■ WHAT IS NEEDED
Each record that follows should be duplicated exactly, except for its pictures.

■ SOURCE DATA
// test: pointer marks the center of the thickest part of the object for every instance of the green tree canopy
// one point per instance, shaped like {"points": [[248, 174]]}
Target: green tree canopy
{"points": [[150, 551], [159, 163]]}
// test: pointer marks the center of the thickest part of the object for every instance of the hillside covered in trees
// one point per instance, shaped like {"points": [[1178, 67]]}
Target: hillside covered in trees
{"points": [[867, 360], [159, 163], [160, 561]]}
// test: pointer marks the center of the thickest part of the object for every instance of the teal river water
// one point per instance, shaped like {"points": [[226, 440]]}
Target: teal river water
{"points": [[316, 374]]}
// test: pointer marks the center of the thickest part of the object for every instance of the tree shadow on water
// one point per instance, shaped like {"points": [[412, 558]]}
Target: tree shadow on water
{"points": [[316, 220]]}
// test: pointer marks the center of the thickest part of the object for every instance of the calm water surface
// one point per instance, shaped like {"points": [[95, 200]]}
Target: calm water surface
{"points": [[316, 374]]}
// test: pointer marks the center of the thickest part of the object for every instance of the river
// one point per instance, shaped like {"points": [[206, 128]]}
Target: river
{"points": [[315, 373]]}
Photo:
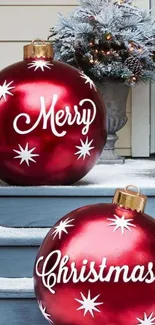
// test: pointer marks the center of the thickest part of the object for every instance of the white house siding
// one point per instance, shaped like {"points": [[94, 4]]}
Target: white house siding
{"points": [[24, 20]]}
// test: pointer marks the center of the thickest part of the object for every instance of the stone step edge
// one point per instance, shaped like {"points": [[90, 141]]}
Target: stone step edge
{"points": [[18, 288], [66, 191], [22, 236]]}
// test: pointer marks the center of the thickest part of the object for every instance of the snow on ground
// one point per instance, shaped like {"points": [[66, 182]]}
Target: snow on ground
{"points": [[138, 172], [16, 284]]}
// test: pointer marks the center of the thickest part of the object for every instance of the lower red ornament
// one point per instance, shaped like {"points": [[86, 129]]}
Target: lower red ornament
{"points": [[97, 267]]}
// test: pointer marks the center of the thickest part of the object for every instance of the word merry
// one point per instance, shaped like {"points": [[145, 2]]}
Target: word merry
{"points": [[65, 274], [59, 118]]}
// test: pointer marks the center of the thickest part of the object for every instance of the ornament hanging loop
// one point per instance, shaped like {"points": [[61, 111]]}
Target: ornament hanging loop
{"points": [[129, 199], [134, 186], [38, 49], [38, 41]]}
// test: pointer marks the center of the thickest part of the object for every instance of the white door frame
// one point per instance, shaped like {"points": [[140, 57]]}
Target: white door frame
{"points": [[140, 133]]}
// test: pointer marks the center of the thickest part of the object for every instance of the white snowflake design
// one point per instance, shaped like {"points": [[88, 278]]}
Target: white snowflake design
{"points": [[45, 314], [84, 149], [40, 64], [62, 227], [89, 304], [88, 81], [26, 154], [4, 89], [122, 223], [148, 320]]}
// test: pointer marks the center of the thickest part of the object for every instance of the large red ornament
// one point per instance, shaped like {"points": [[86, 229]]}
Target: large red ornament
{"points": [[97, 265], [52, 121]]}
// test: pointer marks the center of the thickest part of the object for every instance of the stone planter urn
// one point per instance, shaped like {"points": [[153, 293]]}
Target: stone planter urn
{"points": [[115, 94]]}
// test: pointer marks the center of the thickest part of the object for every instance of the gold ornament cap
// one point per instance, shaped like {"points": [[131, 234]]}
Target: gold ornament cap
{"points": [[130, 199], [38, 49]]}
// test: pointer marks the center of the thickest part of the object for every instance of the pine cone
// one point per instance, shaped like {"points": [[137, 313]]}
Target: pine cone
{"points": [[134, 65]]}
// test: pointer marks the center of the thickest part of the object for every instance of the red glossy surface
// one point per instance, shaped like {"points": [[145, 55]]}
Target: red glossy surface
{"points": [[28, 123], [127, 296]]}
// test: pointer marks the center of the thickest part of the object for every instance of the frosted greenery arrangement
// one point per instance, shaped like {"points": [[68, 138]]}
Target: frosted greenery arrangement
{"points": [[107, 39]]}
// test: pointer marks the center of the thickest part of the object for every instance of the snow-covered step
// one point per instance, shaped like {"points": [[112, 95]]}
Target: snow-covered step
{"points": [[43, 206], [18, 305], [16, 288]]}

■ EXERCISE RESPONSE
// test: pointer marks the center of the thickest part of the object for every instance of the green tree canopy
// one point per instance, shaped like {"points": [[248, 174]]}
Target: green tree canopy
{"points": [[150, 551], [159, 163]]}
// test: pointer marks the center of the thickest part of the object for every instance of the hillside covered in trees
// one point per instance, shaped like {"points": [[1178, 67]]}
Target: hillside covered in trees
{"points": [[867, 360], [159, 163], [160, 561]]}
// test: pointer marks the center of the thickest part of the object for every instance of the teal river water
// one point per instance, shaped like {"points": [[226, 440]]}
Target: teal river water
{"points": [[316, 374]]}
// test: pointer marks the center of the thickest part of the object for every instance of the tree shadow on water
// one point per instance, shaped like {"points": [[412, 558]]}
Target: tree shadow on water
{"points": [[316, 220]]}
// test: pointer marks the center of the thickest part of the object for every instance of the calm water surface
// one point per instance, shaped like {"points": [[95, 200]]}
Target: calm water surface
{"points": [[316, 374]]}
// test: pointer marks the center of the thickest part of the object for every instance of the river
// one point per instance, shaped like {"points": [[206, 128]]}
Target: river
{"points": [[315, 373]]}
Photo:
// test: pointer marks the center of the thickest part of the object for every instance of the white house siding
// one point per instance, shaped like {"points": [[94, 4]]}
Target: white house siding
{"points": [[24, 20]]}
// test: pointer marks the center of the thickest part of the object for every instance of the stone step edge
// one point per instance, shaped like {"points": [[90, 141]]}
Target: stone step edge
{"points": [[18, 288], [66, 191], [22, 236]]}
// test: pointer marks the center of the thickest part of the object for every instance of the snow on ground
// one point per instance, shaped like {"points": [[66, 182]]}
Target: snow on ground
{"points": [[138, 172], [16, 284]]}
// test: pointer marks the center of the thickest part of the object for every instance of the lower red ornament
// one point per instance, shaped like {"points": [[86, 129]]}
Target: lower red ornament
{"points": [[97, 267]]}
// test: pointer marks the center of the thickest part of the object for every instance of the word merry
// one point per instance, shaped like {"points": [[145, 2]]}
Target: word merry
{"points": [[65, 274], [59, 118]]}
// test: pointer marks the center of the thickest part of the object for every instance of the ornament hanging loop
// one point per instance, shaped like {"points": [[61, 111]]}
Target: ornament hanging loop
{"points": [[129, 199], [134, 186], [38, 49], [38, 41]]}
// test: pointer marks the center of the thickest part of the object for every instance of the white door frame
// one point per instance, shaped like {"points": [[140, 57]]}
Target: white door frame
{"points": [[140, 133]]}
// test: pointer marks the center of the thickest part of the object for every instance of the white snowflake design
// one point per instance, shaped like {"points": [[88, 278]]}
Target: white snowflake design
{"points": [[45, 314], [84, 149], [40, 64], [62, 227], [89, 304], [88, 81], [26, 154], [4, 89], [122, 223], [148, 320]]}
// test: pointer marks the center of the thickest part of the object for every instance of the large red ornament
// one point per instance, shaped like {"points": [[86, 229]]}
Target: large red ornament
{"points": [[97, 265], [52, 121]]}
// test: pointer marks the center of the thickest part of the object for every instance of the stone planter urn
// one point per instance, shaped like {"points": [[153, 293]]}
Target: stone planter urn
{"points": [[115, 94]]}
// test: pointer marks the center of the thickest part of the object for every instance of the gold ornament cap
// one point per instance, shaped like {"points": [[131, 234]]}
Target: gold ornament cap
{"points": [[130, 199], [38, 49]]}
// test: pointer marks the center of the thickest part of the object for every instance of the pine cone
// one point per instance, shaped like {"points": [[137, 313]]}
Target: pine cone
{"points": [[134, 65]]}
// test: pointer marks the center of the thickest part of the object for every instance of the red glossy surface
// one point per instance, shaped like {"points": [[145, 55]]}
Target: red glossy surface
{"points": [[28, 123], [127, 296]]}
// test: pointer marks the center of the thickest part of the object for every instance of the frosted greenery arrangement
// one point per instance, shaped like {"points": [[68, 138]]}
Target: frosted greenery arrangement
{"points": [[107, 39]]}
// test: pointer marks the center of the thickest part of the object for every instance of the snow-covered step
// one point per instance, shaped like {"points": [[112, 95]]}
Target: snow-covered step
{"points": [[43, 206], [18, 305], [16, 288]]}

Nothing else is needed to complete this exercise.